*本文ブロック*
= = =
本文へスキップ

万葉集の歌【目次】万葉集古典に親しむ

高橋虫麻呂が珠名娘子を詠んだ歌

巻第9-1738~1739

1738
しなが鳥 安房(あは)に継ぎたる 梓弓(あづさゆみ) 末(すゑ)の珠名(たまな)は 胸別(むなわけ)の ひろき吾妹(わぎも) 腰細(こしぼそ)の すがる娘子(をとめ)の その姿(かほ)の 端正(きらきら)しきに 花の如(ごと) 咲(ゑ)みて立てば 玉桙(たまほこ)の 道行く人は 己(おの)が行く 道は行かずて 召(よ)ばなくに 門(かど)に至りぬ さし並ぶ 隣の君は あらかじめ 己妻(おのづま)離(か)れて 乞(こ)はなくに 鍵(かぎ)さへ奉(まつ)る 人皆の かく迷(まと)へば 容艶(かほよ)きに よりてそ妹(いも)は たはれてありける
1739
金門(かなと)にし人の来(き)立てば夜中(よなか)にも身はたな知らず出(い)でてそ逢ひける
 

【意味】
〈1738〉安房に続く末(周淮)に住んでいたという珠名は、胸が大きく、すがる蜂のように腰の締まった娘だった。その姿は輝くばかり、花のように笑って立っていると、道行く男たちは自分の道を行かずに、呼びもしないのに、珠名のところに来てしまう。家続きの隣の男は、前もって自分の妻と別れて、頼みもしないのに家の鍵を珠名に預けた。男という男がみなこのように心を迷わしたので、珠名の容貌はますます艶やかとなり、しなしなと誰彼となく浮かれ耽っていたという。
= = =
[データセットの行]
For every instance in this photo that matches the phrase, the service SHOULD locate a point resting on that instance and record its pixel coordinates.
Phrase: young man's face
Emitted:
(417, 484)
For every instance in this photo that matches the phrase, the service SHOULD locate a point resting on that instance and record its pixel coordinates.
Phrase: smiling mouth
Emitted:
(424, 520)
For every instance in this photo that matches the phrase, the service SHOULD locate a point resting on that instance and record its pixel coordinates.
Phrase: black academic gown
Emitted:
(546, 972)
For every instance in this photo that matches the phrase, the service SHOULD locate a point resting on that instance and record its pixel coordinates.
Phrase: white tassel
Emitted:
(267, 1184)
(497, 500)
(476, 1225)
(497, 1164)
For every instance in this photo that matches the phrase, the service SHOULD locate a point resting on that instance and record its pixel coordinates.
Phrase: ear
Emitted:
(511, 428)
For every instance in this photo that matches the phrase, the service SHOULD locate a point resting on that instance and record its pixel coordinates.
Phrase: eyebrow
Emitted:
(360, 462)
= = =
*作業内容*
A: 珠名娘子の歌の文章から、「巻第9-1738~1739」で始まり「なく浮かれ耽っていたという。」まで続く部分を引用する。
B: 記録の先頭の行から「(497, 1164)」を含む行まで(両端の行を含む)を、空行を除いて1行を1つの文字列とするJSONリストに変換し、その範囲の行だけを出す。
記録は珠名娘子の歌の文章とは関係がない。

*想定結果*
A:
巻第9-1738~1739

1738
しなが鳥 安房(あは)に継ぎたる 梓弓(あづさゆみ) 末(すゑ)の珠名(たまな)は 胸別(むなわけ)の ひろき吾妹(わぎも) 腰細(こしぼそ)の すがる娘子(をとめ)の その姿(かほ)の 端正(きらきら)しきに 花の如(ごと) 咲(ゑ)みて立てば 玉桙(たまほこ)の 道行く人は 己(おの)が行く 道は行かずて 召(よ)ばなくに 門(かど)に至りぬ さし並ぶ 隣の君は あらかじめ 己妻(おのづま)離(か)れて 乞(こ)はなくに 鍵(かぎ)さへ奉(まつ)る 人皆の かく迷(まと)へば 容艶(かほよ)きに よりてそ妹(いも)は たはれてありける
1739
金門(かなと)にし人の来(き)立てば夜中(よなか)にも身はたな知らず出(い)でてそ逢ひける
 

【意味】
〈1738〉安房に続く末(周淮)に住んでいたという珠名は、胸が大きく、すがる蜂のように腰の締まった娘だった。その姿は輝くばかり、花のように笑って立っていると、道行く男たちは自分の道を行かずに、呼びもしないのに、珠名のところに来てしまう。家続きの隣の男は、前もって自分の妻と別れて、頼みもしないのに家の鍵を珠名に預けた。男という男がみなこのように心を迷わしたので、珠名の容貌はますます艶やかとなり、しなしなと誰彼となく浮かれ耽っていたという。

B:
[
  "For every instance in this photo that matches the phrase, the service SHOULD locate a point resting on that instance and record its pixel coordinates.",
  "Phrase: young man's face",
  "Emitted:",
  "(417, 484)",
  "For every instance in this photo that matches the phrase, the service SHOULD locate a point resting on that instance and record its pixel coordinates.",
  "Phrase: smiling mouth",
  "Emitted:",
  "(424, 520)",
  "For every instance in this photo that matches the phrase, the service SHOULD locate a point resting on that instance and record its pixel coordinates.",
  "Phrase: black academic gown",
  "Emitted:",
  "(546, 972)",
  "For every instance in this photo that matches the phrase, the service SHOULD locate a point resting on that instance and record its pixel coordinates.",
  "Phrase: white tassel",
  "Emitted:",
  "(267, 1184)",
  "(497, 500)",
  "(476, 1225)",
  "(497, 1164)"
]